[Records from a point labeling set]
=-=-=-=-=

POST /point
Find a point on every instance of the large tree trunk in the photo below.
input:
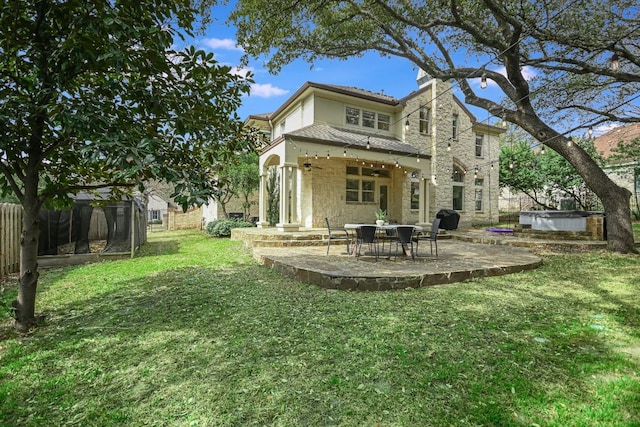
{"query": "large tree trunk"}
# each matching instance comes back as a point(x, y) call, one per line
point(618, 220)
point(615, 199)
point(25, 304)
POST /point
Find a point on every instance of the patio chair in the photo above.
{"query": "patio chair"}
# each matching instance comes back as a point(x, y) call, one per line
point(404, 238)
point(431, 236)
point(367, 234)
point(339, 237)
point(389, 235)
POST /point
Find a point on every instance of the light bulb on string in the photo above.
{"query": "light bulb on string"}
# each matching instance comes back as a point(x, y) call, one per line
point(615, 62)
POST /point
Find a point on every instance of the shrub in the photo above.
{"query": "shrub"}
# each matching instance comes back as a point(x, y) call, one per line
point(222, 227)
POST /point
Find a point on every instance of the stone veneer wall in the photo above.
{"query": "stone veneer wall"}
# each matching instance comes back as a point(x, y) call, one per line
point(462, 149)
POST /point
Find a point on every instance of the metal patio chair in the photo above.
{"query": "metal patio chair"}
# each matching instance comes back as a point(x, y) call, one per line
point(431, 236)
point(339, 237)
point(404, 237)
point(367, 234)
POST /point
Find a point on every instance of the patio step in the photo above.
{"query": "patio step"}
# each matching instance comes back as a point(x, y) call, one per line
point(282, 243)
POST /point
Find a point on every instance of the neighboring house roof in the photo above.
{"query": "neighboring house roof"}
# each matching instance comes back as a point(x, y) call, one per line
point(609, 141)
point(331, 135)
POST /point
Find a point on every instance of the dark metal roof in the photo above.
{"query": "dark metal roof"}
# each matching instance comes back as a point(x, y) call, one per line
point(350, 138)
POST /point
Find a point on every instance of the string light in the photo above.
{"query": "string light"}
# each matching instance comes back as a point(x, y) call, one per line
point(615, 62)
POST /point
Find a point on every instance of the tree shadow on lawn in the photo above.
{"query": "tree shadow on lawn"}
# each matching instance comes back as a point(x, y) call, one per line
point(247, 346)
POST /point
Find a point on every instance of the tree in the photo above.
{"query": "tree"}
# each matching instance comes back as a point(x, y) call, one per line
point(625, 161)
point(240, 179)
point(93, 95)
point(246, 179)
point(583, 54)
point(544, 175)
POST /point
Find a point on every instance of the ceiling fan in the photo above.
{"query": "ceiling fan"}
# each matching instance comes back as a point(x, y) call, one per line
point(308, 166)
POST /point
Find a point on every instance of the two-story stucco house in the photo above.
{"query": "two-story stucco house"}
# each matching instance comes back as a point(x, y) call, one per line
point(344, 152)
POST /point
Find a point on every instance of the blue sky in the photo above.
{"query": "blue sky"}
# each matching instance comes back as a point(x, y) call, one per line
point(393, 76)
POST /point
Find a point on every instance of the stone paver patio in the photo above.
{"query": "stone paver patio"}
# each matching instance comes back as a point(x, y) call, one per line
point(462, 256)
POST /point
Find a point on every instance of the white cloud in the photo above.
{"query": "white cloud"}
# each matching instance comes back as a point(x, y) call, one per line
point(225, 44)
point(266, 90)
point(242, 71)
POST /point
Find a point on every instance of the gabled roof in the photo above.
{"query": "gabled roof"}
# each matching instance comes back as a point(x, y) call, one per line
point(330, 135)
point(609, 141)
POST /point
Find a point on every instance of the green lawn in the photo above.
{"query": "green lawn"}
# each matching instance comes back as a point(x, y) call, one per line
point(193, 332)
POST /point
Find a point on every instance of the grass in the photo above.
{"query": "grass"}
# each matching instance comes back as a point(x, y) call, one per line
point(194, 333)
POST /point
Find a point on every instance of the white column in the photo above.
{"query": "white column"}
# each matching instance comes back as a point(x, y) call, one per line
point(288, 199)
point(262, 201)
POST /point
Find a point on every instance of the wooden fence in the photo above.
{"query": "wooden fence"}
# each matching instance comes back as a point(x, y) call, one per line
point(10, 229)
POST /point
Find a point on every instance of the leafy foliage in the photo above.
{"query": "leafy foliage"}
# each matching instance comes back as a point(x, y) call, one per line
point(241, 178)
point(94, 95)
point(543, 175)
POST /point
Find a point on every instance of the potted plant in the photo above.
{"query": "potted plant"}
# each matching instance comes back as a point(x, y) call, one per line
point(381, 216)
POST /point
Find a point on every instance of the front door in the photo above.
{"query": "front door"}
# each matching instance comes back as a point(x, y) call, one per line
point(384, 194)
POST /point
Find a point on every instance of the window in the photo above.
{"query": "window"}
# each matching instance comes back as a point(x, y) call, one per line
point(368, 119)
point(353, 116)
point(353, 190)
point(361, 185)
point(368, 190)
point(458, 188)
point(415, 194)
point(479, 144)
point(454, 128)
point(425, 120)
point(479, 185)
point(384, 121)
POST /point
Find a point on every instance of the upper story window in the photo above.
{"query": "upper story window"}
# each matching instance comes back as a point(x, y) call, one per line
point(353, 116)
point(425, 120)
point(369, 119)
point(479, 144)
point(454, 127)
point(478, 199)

=-=-=-=-=

● **AIM OF THE EXERCISE**
Pictures are to be left out; all else in the entries above is to be quoted exactly.

● **WRITTEN RESPONSE**
POST /point
Find a point on every instance of the large tree trunk in the photo below.
input:
{"query": "large tree trunk"}
# each matching instance comes back as a point(x, y) call, one per line
point(618, 220)
point(615, 199)
point(25, 304)
POST /point
Find a point on every instance of the patio chair in the photo above.
{"query": "patio chair"}
# each matching instance comes back as a point(x, y) call, one per line
point(404, 238)
point(431, 236)
point(367, 234)
point(339, 237)
point(389, 235)
POST /point
Find a point on every instance of the light bulb on string in the photo above.
{"query": "light bulb on string"}
# each matching instance comes back as a point(x, y) call, one per line
point(615, 62)
POST /point
Find a point on every instance of the shrub in the photo above.
{"query": "shrub"}
# each matching instance comes back as a point(x, y) call, one per line
point(222, 227)
POST /point
Find a point on every instance of the stone veneer wall in the photo above.
{"query": "stone veneer wall"}
# each matching instance comes back as a point(x, y) call, one per line
point(462, 149)
POST /point
Find a point on every instance of the metal patio chair in the photo above.
{"query": "metal patio chair"}
# each matching instance comes back as a point(x, y) call, one per line
point(431, 236)
point(339, 237)
point(404, 237)
point(367, 234)
POST /point
Find a point on every instance of the patio step in the photo above.
{"query": "patio step"}
# each matching instance comes back as a point(x, y) call, one per line
point(282, 243)
POST /point
Find a point on every instance of the neighboring house roof in the photo above.
{"query": "neighboring house roof"}
# each matching instance comes back as a point(x, y) call, one per line
point(609, 141)
point(331, 135)
POST /point
Find a point on every instance of the dark metal roof in the photo above.
{"query": "dark metal roof"}
# each matching instance comes back as a point(x, y) call, one per line
point(350, 138)
POST /point
Find a point on every instance of the string light in the photo above.
{"query": "string light"}
# each matching instance comes back as a point(x, y) call, one per line
point(615, 62)
POST /point
Find a point on every instance of the tree shadow on lawn in the photo above.
{"query": "tree shadow on lawn"}
# each matching instance comes back as a point(x, y) call, one per line
point(247, 346)
POST /point
Find a point on every instance of the tree in the photo above.
{"query": "tree"}
# each matching instance comes back as a point(x, y) call, one per line
point(625, 161)
point(240, 179)
point(93, 95)
point(246, 179)
point(583, 54)
point(544, 175)
POST /point
Find a point on every instance of the ceiling fan in the photo above.
{"query": "ceiling fan"}
# each matching instance comes back as a point(x, y) call, one per line
point(308, 166)
POST /point
Find a point on every instance of the two-story stucco house in the photo above.
{"query": "two-story stucco house"}
# each matching instance comes back as a point(x, y) call, one per line
point(344, 152)
POST /point
Find a point on every instance of the blue sky in the photo above.
{"query": "blue sky"}
# each matching instance comes back as a point(x, y) call, one per line
point(393, 76)
POST /point
Find a point on every instance of the stone paver patio in the photo above.
{"query": "stone paver patio"}
# each matching instance comes back as a point(x, y) call, one per line
point(462, 256)
POST /point
Find a point on every instance of the white cloud in the photo above.
{"query": "white cloud"}
# each matching instance comes back as a point(x, y) call, one per line
point(225, 44)
point(266, 90)
point(242, 71)
POST /point
Find a point on every instance of the gabled roof in the photo above.
{"query": "gabled roof"}
# each matching instance comes back as a point(x, y) call, one per line
point(330, 135)
point(609, 141)
POST /point
Find a point on every instance of the green lawn in the photo above.
{"query": "green lawn"}
# each matching instance comes back as a point(x, y) call, one per line
point(193, 332)
POST /point
Find a point on every instance of the grass in the photo above.
{"query": "grass"}
# each matching instance comes back as a point(x, y) call, one per line
point(194, 333)
POST /point
Find a point on every instance of the white column in the photo above.
{"query": "white column"}
# each matching instance comes back as a point(x, y) call, one per line
point(288, 199)
point(262, 201)
POST /point
Find a point on every instance of the wooden fence in the photo above.
{"query": "wooden fence"}
# each matching instance comes back as a point(x, y) call, one per line
point(10, 229)
POST /point
Find a point on every instance of the leafy foliage in the photo above.
{"query": "leafy foliage"}
# each matching instance comes back as a point(x, y) call, one per line
point(241, 178)
point(94, 95)
point(543, 175)
POST /point
Find a point on every instance of the potted plant in the photo above.
{"query": "potted plant"}
# each matching instance comes back as a point(x, y) call, one per line
point(381, 216)
POST /point
Find a point on every instance of the front door in the photo above.
{"query": "front door"}
# each matching instance comes back as a point(x, y) call, one per line
point(384, 194)
POST /point
Find a point on every instance of the window in the photo above.
{"query": "window"}
# each matching instance comes back as a point(x, y) call, one per line
point(368, 119)
point(353, 116)
point(353, 190)
point(361, 185)
point(368, 190)
point(458, 188)
point(415, 194)
point(479, 144)
point(454, 128)
point(425, 120)
point(479, 185)
point(384, 121)
POST /point
Find a point on every instance of the upper story window in the photo above.
{"query": "upper story window"}
# each matching instance comes back as a point(x, y) call, one per line
point(353, 116)
point(425, 120)
point(369, 119)
point(479, 144)
point(454, 127)
point(478, 199)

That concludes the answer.